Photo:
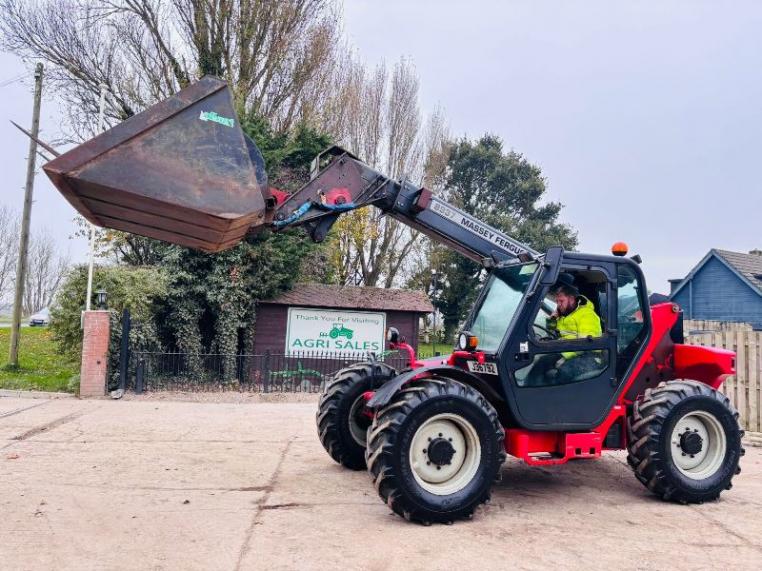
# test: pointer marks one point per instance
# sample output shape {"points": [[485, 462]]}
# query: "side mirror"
{"points": [[551, 265]]}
####################
# PROBLEM TO WORK ON:
Leaving aside the images, write out the entries above word for word.

# WRITTEN SOLUTION:
Photo:
# test: pointer marks one point per instance
# sample output shape {"points": [[485, 462]]}
# query: "side mirror"
{"points": [[551, 265]]}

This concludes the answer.